### Yapılacak görev A
Aşağıdaki listenin başından başlayıp "118), (211, 108)]" ifadesinin geçtiği satırla biten bölümü, bu iki uç satır da dahil olmak üzere aynen tekrar yazın. Resimleri cevabınıza almayın.

Banu Pirinçcioğlu

Banu Pirinçcioğlu

GÜZEL ZAMANLAR

Ne zaman bayram gelse, hep eski bayramlar diye bir hikaye başlıyor.

Misal, televizyonda istısnasız tüm programlar eski bayramlar nasıldı tadında. 

Ben daha günümüz bayramları diye programı izlemedim. Demek ki eskiye özlem var. 

Eski daha mı güzeldi? Bence öyle. Herşeyin eskiden çok daha güzel olduğunu düşünüyorum ben. Şimdinin aşırı modern ve çağ atlamış halini hala sevemedim. 

Bir kere elden düşmeyen telefonlu insanlara alışamadım. Yemeğin ortasında elinde telefon yediği yemeğin profesyonel fotoğrafını çekmekle uğraşan insandan haz etmiyorum.  Anda kalamayanları sevmiyorum. 

Ve herşeyi mesajlarla halleden insanlar. Konuşmayı unutan insanlar. Nerdeyse aşkını bile telefonu aracılığıyla yaşayan insanlar. 

Zarif beyefendiler ve hanımendiler yok şimdi.

Nasıl kutlanırdı eskiden bayram?  Öncelikle mevsim ne olursa olsun tatil yoktu. Bayramın tatille bağdaşması son onbeş senenin eseri. Öncesinde bayram denince bir defa ziyaret vardı. Yaşı daha küçükler büyüklere gidip bayram tebrik ederdi. Bayramlık diye de birşey vardı. Bayramlık kıyafet. Dolapaki en şahane kıyafet seçip giyilirdi. Özen vardı. Tertemiz kıyafetler, özenle yapılmış saçlar.  O zarif hanımefendiler ve beyefendiler bayram ziyaretine giderken, gidilen evde de bir heyecan olurdu o zamanlar. Günler önceden hazırlanan tatlılar, pırıl pırıl temizlenip hazırlanan evler. 

İkramlar, sohbetler. 

Bütün bu güzellikler yerini yeni ve sevimsiz alışkanlıklara bıraktı şimdi. Mesajlı kutlamalar var. Postadan gelen kart bile yok düşünsenize. 

Aile albümüm, zamanında aile bireylerine gönderilmiş tebrik kartlarıyla dolu. Bayram tebriği, yılbaşı tebriği, doğum günü, nişan,nikah.  Her tebriğe bir kart. Öyle samimi ki, öyle anlamlı. Yazanın kendi el yazısıyla yazılmış kartlar. 

Evet o zamanlar telefon yokmuş, evet insanların tek iletişim yolu buymuş kabul. Yine de bir telefon mesajı almaktansa bir kart almayı tercih ederdim.

### Yapılacak görev B
Yukarıdaki eski bayramlar üzerine yazının "Eski daha mı" sözleriyle başlayıp "etmiyorum.  Anda kalamayanları sevmiyorum." sözleriyle biten kısmını, "modern" yerine "dijital" koyarak yeniden yazın.

### Kayıtlı satırlar
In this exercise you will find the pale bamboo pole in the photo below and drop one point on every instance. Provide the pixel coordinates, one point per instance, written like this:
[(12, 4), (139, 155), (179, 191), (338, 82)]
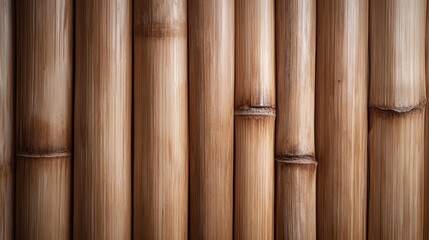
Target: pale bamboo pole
[(161, 120), (341, 118), (295, 202), (397, 100), (43, 119), (7, 175), (211, 108), (102, 130), (254, 119)]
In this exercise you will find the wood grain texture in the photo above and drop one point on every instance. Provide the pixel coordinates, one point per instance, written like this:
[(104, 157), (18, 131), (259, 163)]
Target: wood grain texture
[(43, 119), (160, 120), (211, 108), (396, 136), (102, 118), (7, 81), (295, 166), (341, 118)]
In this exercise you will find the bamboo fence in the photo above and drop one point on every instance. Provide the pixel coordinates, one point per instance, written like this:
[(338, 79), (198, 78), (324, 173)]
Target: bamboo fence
[(43, 119), (254, 119), (102, 120), (397, 98), (211, 108), (161, 120), (341, 118), (7, 175), (295, 200)]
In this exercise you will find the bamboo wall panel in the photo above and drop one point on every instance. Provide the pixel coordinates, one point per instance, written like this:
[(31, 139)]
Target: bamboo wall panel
[(161, 120), (6, 118), (397, 98), (211, 107), (341, 118), (102, 120), (254, 120), (295, 165), (43, 119)]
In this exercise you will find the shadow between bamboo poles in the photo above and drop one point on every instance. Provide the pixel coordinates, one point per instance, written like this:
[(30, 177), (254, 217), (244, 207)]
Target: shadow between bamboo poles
[(102, 131), (7, 82), (161, 120), (397, 100), (341, 118), (211, 121), (43, 119), (295, 202)]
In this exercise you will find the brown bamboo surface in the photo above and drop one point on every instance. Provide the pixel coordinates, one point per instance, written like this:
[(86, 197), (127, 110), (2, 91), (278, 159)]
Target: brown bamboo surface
[(6, 118), (43, 119), (102, 120), (254, 119), (161, 120), (295, 165), (397, 100), (341, 118), (211, 108)]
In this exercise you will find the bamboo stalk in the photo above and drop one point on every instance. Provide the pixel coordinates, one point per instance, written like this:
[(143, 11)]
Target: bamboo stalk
[(211, 107), (102, 131), (43, 119), (6, 118), (295, 164), (254, 120), (161, 120), (397, 100), (341, 118)]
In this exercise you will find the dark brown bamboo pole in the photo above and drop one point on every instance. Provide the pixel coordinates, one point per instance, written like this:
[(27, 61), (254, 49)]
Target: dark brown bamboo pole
[(295, 202), (43, 119), (254, 119), (211, 108), (7, 175), (102, 130), (161, 120), (341, 118), (397, 101)]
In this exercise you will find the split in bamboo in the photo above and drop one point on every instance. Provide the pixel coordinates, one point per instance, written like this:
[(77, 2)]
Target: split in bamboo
[(161, 120), (43, 119), (102, 130), (295, 203), (341, 118), (254, 120), (211, 108), (397, 100), (6, 118)]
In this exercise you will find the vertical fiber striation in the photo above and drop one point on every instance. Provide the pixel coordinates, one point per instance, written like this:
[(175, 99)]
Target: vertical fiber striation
[(211, 117), (160, 120)]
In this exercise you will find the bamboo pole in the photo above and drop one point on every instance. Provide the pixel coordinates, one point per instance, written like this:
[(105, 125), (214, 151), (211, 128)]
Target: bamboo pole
[(295, 202), (341, 118), (102, 131), (6, 118), (211, 107), (254, 119), (43, 119), (397, 100), (161, 120)]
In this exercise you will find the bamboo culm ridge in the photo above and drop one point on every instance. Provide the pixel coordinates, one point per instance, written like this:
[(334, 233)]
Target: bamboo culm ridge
[(214, 119)]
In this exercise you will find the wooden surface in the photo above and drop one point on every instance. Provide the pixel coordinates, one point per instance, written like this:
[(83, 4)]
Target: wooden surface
[(43, 119), (211, 108), (295, 203), (397, 98), (160, 120), (254, 119), (341, 118), (102, 120), (7, 176)]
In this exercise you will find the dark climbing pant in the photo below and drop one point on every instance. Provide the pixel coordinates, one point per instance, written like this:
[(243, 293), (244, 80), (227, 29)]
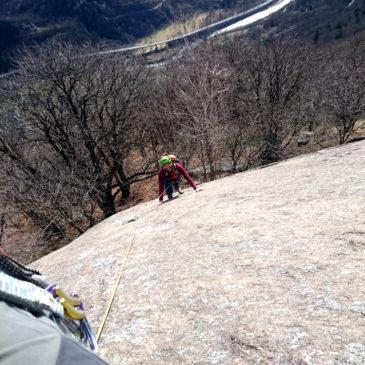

### Yazılı cevap A
In this exercise you will find the pale bamboo pole in the photo below and drop one point on every instance. Provide the pixel coordinates, one point per instance, written like this:
[(12, 4), (139, 155), (179, 191), (338, 82)]
Target: pale bamboo pole
[(161, 120), (341, 118), (295, 202), (397, 100), (43, 119), (7, 175), (211, 108), (102, 130), (254, 119)]
In this exercise you will find the wood grain texture in the photo above and drop one point on every instance. Provide the pixel coordinates, one point per instance, written like this:
[(104, 157), (18, 131), (259, 163)]
Target: wood grain texture
[(43, 119), (160, 120), (211, 108), (396, 136), (102, 118), (7, 81), (295, 166), (341, 118)]
In this exercise you will find the bamboo fence in the photo above and drop one point on every instance. Provide the pixel coordinates, one point per instance, written like this:
[(338, 79), (198, 78), (324, 173)]
Target: bamboo fence
[(43, 119), (254, 119), (102, 120), (397, 98), (211, 108), (161, 120), (341, 118), (7, 175), (295, 200)]
In this exercise you will find the bamboo wall panel in the photo above and drop one point on every instance. Provide the pixel coordinates, one point per instance, written like this:
[(31, 139)]
Target: bamboo wall panel
[(161, 120), (6, 118), (397, 98), (211, 107), (341, 118), (102, 120), (254, 120), (295, 165), (43, 119)]
In this exercise you will find the shadow between bamboo poles in the photo above and drop one point on every instance. Provide the pixel coordinates, one point per instance, written like this:
[(30, 177), (254, 217), (244, 207)]
Target: shadow between bamboo poles
[(102, 131), (7, 82), (161, 120), (397, 100), (341, 118), (211, 121), (43, 119), (295, 202)]
In this exercise you will find the brown bamboo surface in the photo above and drop one point on every instance. Provide the pixel coordinates, one point per instance, written like this:
[(86, 197), (127, 110), (2, 91), (278, 159)]
Target: brown bamboo surface
[(6, 118), (43, 119), (102, 120), (254, 119), (161, 120), (295, 165), (397, 100), (341, 118), (211, 108)]

### Yazılı cevap B
Eski daha mı güzeldi? Bence öyle. Herşeyin eskiden çok daha güzel olduğunu düşünüyorum ben. Şimdinin aşırı dijital ve çağ atlamış halini hala sevemedim. 

Bir kere elden düşmeyen telefonlu insanlara alışamadım. Yemeğin ortasında elinde telefon yediği yemeğin profesyonel fotoğrafını çekmekle uğraşan insandan haz etmiyorum.  Anda kalamayanları sevmiyorum.